— Begin —

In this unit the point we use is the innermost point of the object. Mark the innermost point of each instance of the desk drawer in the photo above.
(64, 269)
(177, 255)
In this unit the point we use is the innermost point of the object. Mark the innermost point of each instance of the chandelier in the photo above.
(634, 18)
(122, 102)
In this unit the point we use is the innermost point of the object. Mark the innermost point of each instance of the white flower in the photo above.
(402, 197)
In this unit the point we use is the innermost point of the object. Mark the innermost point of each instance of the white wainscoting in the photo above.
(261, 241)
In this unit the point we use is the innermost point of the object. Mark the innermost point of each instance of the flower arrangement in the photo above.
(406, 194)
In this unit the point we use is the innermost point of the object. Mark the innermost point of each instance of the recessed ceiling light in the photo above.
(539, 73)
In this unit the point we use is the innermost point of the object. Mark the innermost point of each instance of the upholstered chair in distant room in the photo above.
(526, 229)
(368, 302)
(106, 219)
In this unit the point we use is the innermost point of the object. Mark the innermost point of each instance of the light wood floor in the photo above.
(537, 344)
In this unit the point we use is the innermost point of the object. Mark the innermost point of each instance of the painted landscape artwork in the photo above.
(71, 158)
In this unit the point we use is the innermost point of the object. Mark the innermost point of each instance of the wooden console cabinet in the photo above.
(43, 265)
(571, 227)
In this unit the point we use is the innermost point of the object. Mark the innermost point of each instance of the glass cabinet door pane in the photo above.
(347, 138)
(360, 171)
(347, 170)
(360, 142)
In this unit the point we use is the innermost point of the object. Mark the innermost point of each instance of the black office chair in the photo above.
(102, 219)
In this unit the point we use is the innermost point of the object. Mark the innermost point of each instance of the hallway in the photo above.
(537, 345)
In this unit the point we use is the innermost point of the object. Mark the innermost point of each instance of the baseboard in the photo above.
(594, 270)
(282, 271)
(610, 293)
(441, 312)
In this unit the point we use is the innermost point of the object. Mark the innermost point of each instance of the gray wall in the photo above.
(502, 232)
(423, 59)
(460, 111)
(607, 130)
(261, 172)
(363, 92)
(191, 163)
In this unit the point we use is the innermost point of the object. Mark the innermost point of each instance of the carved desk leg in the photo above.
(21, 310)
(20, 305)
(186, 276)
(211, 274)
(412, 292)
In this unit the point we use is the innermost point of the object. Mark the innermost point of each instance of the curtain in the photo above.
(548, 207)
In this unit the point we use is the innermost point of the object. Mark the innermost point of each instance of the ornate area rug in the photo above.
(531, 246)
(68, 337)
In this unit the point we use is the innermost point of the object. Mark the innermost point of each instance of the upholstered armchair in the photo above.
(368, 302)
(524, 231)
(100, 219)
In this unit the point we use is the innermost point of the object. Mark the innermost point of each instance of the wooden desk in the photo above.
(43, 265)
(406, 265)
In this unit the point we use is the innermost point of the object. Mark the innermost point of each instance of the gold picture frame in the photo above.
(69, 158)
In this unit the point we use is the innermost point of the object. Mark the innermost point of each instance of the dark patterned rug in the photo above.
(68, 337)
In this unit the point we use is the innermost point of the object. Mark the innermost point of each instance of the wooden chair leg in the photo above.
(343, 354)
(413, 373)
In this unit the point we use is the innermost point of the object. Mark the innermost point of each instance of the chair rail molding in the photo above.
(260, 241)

— End —

Rewrite all of the data above, changing each "innermost point" to "central point". Leave every other part unchanged.

In this unit the point we use is the central point of the object. Mark the central point of each instance of the desk drawer in the photo above.
(64, 269)
(177, 255)
In this unit the point we use is the central point of the object. Mark the central point of each instance of the chandelier in the photo above.
(634, 18)
(122, 102)
In this unit the point we use is the central point of the object. Mark the central point of each instance of the white flower in the photo above.
(402, 197)
In this unit the point we use is the central point of the object. Mark the central point of each instance of the white wainscoting in the photo above.
(261, 241)
In this unit the point we use is the central point of the object. Mark the central point of each instance of the flower arrangement in the photo above.
(406, 194)
In this unit the point we use is the central point of the object. Mark the central point of each instance of the recessed ceiling light in the photo above.
(539, 73)
In this unit the point we use is the central point of the object. Mark the central point of each instance of the upholstered chair in distant room in the photo above.
(526, 229)
(368, 302)
(106, 219)
In this unit the point we use is the central point of the object. Mark the central point of each instance of the light wood floor in the photo above.
(537, 344)
In this unit the point we use is the central point of the object. Mark the central point of each instance of the painted landscape artwork in the photo above.
(71, 158)
In this unit the point we use is the central point of the object. Mark the central point of each instance of the wooden console cabinet in the photo above.
(43, 265)
(571, 227)
In this unit the point we use is the central point of the object. Mark the central point of each instance of the glass cabinet door pane in the photo above.
(347, 138)
(360, 171)
(347, 170)
(360, 142)
In this unit the point we use is the central point of the object. Mark the central point of each instance of the black office chair in the photo above.
(102, 219)
In this unit the point we use is the central point of the object. Mark the central point of each instance of the hallway in the photo above.
(537, 345)
In this unit the point we use is the central point of the object. Mark the central point of each instance of the baseboard in the photo above.
(594, 270)
(282, 271)
(610, 293)
(441, 312)
In this unit the point we use is the central point of the object. Mark the central point of each instance of the gray wall in the photo above.
(502, 232)
(423, 59)
(460, 111)
(607, 130)
(261, 172)
(363, 92)
(191, 163)
In this unit the point we use is the central point of the object. Mark the central point of each instance of the carved desk leg in the photo above.
(21, 310)
(20, 305)
(186, 276)
(211, 274)
(412, 292)
In this unit the point we use is the central point of the object. Mark the central point of each instance of the curtain in the photo above.
(548, 207)
In this unit the point we use is the central point of the object. Mark the central point of each instance of the ornate area rug in the photo above.
(531, 246)
(68, 337)
In this unit the point we use is the central point of the object. Mark the central point of each instance of the upholstered armchair in the photo above.
(368, 302)
(524, 231)
(100, 219)
In this unit the point we use is the central point of the object. Mark the central point of each instance of the wooden desk in the photo above.
(43, 265)
(406, 265)
In this unit the point we use is the central point of the object. Mark the central point of each instance of the gold picture frame in the photo above.
(69, 158)
In this unit the point we use is the central point of the object. Mark the central point of each instance of the dark patterned rug in the photo above.
(68, 337)
In this unit the point we use is the central point of the object. Mark the central point of each instance of the wooden chair leg in the photo above.
(343, 354)
(413, 373)
In this unit the point we use is the central point of the object. Mark the central point of each instance of the chair rail molding in the photo above.
(260, 241)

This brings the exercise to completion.